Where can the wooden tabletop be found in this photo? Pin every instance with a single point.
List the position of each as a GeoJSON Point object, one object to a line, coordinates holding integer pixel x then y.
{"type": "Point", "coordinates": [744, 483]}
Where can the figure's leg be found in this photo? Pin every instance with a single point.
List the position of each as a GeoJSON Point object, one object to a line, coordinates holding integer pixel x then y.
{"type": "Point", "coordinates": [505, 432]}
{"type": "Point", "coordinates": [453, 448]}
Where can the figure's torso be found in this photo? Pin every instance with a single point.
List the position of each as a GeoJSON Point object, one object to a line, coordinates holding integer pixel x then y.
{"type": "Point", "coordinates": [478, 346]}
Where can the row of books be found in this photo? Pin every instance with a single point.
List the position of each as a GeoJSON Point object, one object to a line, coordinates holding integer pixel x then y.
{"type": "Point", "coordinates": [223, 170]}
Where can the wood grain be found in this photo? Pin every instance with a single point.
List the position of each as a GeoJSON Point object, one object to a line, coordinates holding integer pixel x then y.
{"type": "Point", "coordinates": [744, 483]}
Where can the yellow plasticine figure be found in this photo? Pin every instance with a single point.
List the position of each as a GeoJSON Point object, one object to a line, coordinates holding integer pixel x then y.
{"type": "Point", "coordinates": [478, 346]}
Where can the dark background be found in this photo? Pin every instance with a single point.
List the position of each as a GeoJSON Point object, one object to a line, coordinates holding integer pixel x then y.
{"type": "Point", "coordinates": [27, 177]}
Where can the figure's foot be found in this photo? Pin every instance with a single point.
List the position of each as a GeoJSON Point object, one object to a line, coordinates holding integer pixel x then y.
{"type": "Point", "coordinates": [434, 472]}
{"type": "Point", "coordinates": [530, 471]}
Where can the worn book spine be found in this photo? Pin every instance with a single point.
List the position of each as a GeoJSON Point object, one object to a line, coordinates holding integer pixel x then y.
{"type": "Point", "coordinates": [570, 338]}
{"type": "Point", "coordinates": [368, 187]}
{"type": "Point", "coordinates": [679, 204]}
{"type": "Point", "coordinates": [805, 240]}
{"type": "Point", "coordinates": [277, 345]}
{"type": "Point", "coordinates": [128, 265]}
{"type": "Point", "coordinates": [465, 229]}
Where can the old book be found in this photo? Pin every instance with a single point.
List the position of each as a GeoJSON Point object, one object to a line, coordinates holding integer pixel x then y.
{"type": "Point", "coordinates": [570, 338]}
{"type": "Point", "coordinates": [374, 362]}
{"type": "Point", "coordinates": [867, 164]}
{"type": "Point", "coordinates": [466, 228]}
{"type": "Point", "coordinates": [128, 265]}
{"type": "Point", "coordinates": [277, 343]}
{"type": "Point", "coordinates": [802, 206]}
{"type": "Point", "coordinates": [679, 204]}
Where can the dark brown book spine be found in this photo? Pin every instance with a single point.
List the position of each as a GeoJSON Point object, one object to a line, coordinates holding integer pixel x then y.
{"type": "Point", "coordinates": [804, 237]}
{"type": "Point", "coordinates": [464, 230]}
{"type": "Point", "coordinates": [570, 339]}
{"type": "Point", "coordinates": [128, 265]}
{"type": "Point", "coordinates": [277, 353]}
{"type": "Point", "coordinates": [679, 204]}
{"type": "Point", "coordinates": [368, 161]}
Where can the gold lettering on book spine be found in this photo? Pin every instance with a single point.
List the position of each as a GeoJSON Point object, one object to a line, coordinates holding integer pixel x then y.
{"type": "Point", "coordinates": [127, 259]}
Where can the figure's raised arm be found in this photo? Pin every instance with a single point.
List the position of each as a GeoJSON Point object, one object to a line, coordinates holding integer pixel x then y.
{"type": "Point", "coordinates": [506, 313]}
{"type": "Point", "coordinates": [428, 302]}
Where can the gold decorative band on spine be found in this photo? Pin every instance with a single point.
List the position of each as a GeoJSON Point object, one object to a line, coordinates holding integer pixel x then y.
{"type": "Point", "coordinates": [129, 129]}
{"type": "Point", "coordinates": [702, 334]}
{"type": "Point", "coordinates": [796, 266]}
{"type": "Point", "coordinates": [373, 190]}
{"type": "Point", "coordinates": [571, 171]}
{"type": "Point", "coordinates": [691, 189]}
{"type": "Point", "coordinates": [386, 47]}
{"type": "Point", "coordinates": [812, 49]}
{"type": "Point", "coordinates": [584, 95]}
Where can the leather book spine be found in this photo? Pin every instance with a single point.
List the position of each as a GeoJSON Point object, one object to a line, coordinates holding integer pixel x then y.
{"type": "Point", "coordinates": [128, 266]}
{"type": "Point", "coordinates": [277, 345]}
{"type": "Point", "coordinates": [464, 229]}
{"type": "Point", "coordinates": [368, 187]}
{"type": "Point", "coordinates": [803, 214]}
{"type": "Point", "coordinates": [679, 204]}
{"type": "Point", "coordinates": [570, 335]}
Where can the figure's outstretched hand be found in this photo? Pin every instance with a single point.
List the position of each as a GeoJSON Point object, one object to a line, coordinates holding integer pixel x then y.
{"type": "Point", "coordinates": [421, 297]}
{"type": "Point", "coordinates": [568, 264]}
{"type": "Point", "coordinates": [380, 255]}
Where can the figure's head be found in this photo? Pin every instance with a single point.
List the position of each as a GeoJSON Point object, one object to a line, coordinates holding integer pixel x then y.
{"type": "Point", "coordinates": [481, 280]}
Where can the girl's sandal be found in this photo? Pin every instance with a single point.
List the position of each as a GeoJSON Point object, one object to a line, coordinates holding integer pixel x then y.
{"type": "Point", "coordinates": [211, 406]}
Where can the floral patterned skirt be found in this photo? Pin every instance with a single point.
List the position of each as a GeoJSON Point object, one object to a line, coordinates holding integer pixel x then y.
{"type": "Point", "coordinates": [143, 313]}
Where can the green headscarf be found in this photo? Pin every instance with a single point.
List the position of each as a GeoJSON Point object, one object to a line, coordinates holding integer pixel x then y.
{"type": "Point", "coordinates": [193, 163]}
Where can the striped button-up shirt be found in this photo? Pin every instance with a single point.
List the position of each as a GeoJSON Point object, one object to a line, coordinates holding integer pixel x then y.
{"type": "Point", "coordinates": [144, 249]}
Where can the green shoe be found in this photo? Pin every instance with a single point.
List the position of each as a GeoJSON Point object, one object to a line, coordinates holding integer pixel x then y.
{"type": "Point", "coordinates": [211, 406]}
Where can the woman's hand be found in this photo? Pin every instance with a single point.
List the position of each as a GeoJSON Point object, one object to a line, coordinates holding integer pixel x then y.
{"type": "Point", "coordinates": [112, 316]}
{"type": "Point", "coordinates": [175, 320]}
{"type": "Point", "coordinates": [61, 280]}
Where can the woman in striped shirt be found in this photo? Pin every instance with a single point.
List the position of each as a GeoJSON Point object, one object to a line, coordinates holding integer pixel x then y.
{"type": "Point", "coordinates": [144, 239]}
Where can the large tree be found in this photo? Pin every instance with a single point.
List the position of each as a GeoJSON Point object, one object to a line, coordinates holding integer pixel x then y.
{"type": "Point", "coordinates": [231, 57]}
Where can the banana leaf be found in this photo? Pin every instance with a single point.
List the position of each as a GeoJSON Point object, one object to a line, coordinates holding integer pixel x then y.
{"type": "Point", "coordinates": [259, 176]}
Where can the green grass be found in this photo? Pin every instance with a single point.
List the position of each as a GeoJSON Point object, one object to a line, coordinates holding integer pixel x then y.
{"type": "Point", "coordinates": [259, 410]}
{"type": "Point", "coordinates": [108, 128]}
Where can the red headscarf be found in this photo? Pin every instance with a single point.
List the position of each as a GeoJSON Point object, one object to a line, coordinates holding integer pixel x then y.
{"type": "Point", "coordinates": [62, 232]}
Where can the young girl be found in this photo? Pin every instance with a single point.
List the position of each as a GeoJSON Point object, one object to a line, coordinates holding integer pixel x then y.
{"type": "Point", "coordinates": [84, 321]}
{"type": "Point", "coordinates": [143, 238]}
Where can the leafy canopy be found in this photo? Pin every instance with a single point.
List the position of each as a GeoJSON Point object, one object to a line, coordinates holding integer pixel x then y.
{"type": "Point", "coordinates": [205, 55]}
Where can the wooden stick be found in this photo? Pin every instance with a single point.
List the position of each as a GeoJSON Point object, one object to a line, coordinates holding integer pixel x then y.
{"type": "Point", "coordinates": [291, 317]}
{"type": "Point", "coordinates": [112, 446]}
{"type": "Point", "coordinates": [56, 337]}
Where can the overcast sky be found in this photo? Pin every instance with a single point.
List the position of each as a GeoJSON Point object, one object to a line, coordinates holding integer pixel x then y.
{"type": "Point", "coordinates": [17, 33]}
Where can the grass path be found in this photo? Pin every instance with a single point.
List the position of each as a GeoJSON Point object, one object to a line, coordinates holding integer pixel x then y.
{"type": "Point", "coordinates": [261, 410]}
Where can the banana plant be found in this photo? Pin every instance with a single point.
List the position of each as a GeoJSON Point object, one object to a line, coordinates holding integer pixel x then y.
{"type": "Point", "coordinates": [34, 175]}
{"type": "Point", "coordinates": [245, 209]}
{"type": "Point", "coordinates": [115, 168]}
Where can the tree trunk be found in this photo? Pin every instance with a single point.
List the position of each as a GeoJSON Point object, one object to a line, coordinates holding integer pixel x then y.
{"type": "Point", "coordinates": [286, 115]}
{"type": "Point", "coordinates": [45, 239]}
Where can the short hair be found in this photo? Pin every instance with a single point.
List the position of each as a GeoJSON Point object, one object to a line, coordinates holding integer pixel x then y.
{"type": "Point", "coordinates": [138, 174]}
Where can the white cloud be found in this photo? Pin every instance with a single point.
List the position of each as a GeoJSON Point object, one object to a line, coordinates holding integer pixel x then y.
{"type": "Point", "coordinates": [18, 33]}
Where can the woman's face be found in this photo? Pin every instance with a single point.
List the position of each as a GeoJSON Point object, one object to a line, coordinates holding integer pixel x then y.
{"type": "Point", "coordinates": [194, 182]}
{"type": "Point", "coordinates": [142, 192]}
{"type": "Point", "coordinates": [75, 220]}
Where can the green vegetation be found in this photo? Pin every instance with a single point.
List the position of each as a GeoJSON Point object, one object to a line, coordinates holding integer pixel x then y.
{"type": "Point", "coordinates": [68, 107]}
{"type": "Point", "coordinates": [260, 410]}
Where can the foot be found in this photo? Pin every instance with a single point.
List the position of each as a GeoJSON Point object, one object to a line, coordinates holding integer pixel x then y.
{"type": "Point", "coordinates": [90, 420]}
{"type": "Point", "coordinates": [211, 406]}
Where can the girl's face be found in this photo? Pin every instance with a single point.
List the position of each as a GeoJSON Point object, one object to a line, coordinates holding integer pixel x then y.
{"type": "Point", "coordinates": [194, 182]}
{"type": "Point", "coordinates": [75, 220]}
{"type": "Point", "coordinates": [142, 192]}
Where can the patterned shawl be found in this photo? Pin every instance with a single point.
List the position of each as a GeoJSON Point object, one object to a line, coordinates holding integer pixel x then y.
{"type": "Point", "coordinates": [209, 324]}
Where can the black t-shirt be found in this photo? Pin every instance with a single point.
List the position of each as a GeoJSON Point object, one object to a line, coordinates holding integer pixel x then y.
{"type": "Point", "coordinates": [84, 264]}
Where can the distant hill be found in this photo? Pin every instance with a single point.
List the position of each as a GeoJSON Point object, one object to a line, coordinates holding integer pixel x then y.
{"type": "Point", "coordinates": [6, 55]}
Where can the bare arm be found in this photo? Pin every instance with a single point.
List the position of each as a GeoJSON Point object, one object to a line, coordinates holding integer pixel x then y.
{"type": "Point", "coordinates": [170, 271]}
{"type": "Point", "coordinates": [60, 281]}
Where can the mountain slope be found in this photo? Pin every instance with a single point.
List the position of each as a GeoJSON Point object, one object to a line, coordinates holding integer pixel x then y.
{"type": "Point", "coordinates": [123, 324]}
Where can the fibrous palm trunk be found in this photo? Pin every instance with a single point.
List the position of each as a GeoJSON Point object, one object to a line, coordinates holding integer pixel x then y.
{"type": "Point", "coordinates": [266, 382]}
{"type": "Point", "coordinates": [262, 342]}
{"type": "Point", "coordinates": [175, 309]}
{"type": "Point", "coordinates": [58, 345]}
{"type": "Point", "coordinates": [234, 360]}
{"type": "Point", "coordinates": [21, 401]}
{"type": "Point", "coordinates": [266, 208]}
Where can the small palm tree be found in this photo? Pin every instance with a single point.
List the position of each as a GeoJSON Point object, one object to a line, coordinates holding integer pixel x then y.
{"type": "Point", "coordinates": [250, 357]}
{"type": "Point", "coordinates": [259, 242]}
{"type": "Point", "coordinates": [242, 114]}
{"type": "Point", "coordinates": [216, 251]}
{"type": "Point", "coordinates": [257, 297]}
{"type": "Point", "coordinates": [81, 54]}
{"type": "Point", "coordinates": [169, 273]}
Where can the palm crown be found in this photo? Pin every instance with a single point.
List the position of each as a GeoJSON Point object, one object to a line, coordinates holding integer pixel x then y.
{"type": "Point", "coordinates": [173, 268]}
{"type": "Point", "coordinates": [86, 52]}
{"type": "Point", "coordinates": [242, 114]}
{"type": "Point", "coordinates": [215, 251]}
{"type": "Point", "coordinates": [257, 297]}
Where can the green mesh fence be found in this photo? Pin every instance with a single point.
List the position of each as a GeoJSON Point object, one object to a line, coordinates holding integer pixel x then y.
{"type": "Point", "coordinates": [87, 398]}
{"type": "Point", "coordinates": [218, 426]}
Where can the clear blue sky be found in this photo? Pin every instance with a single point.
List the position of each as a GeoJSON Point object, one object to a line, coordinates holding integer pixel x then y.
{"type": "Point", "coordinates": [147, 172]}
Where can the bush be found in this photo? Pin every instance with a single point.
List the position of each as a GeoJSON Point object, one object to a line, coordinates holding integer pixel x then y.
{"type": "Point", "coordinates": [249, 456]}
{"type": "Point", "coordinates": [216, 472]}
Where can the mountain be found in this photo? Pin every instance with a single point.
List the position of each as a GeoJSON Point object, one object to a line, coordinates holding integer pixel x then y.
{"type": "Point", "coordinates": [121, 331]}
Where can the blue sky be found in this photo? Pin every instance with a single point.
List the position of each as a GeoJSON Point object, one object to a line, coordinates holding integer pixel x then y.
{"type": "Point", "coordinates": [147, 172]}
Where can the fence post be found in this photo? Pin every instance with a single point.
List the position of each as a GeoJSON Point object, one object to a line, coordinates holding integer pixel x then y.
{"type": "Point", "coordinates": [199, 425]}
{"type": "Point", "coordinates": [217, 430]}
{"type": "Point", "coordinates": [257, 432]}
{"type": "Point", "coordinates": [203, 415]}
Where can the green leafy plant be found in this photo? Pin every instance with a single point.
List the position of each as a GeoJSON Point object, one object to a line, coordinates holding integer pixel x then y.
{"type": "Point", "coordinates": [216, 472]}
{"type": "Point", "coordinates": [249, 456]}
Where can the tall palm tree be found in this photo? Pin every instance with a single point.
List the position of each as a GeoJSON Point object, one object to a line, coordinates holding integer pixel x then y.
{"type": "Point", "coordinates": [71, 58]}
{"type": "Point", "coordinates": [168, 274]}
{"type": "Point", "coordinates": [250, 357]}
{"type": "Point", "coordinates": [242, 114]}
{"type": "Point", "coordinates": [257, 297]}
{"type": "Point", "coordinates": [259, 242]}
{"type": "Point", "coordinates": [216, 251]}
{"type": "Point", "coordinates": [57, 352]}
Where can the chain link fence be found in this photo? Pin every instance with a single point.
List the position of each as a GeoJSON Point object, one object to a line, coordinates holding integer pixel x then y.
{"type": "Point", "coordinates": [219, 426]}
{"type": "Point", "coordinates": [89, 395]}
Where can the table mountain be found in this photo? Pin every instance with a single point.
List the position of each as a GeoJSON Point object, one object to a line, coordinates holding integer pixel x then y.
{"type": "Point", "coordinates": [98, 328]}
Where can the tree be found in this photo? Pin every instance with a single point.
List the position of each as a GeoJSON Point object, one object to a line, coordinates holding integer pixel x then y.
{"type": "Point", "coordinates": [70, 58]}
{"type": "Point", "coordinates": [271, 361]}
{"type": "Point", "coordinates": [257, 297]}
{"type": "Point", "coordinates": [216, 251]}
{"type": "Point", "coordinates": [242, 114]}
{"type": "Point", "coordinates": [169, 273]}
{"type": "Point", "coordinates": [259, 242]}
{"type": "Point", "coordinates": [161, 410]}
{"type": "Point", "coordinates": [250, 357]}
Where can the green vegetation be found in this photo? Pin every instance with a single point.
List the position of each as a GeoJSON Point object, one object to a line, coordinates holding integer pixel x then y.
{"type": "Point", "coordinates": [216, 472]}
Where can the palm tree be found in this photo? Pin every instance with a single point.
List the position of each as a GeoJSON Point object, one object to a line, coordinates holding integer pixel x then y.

■ ■ ■

**PROBLEM DETAILS**: Look at the material above and copy, word for word, its lines from the first through the one containing "Where can the figure's torso".

**ANSWER SPACE**:
Where can the wooden tabletop be found in this photo? Pin every instance with a single point.
List the position of each as a GeoJSON Point object, one object to a line, coordinates holding integer pixel x then y.
{"type": "Point", "coordinates": [744, 483]}
Where can the figure's leg be found in this photo? Pin every instance with a single point.
List the position of each as a GeoJSON Point object, one object to a line, coordinates holding integer pixel x then y.
{"type": "Point", "coordinates": [505, 432]}
{"type": "Point", "coordinates": [453, 448]}
Where can the figure's torso be found in this photo? Pin every instance with a single point.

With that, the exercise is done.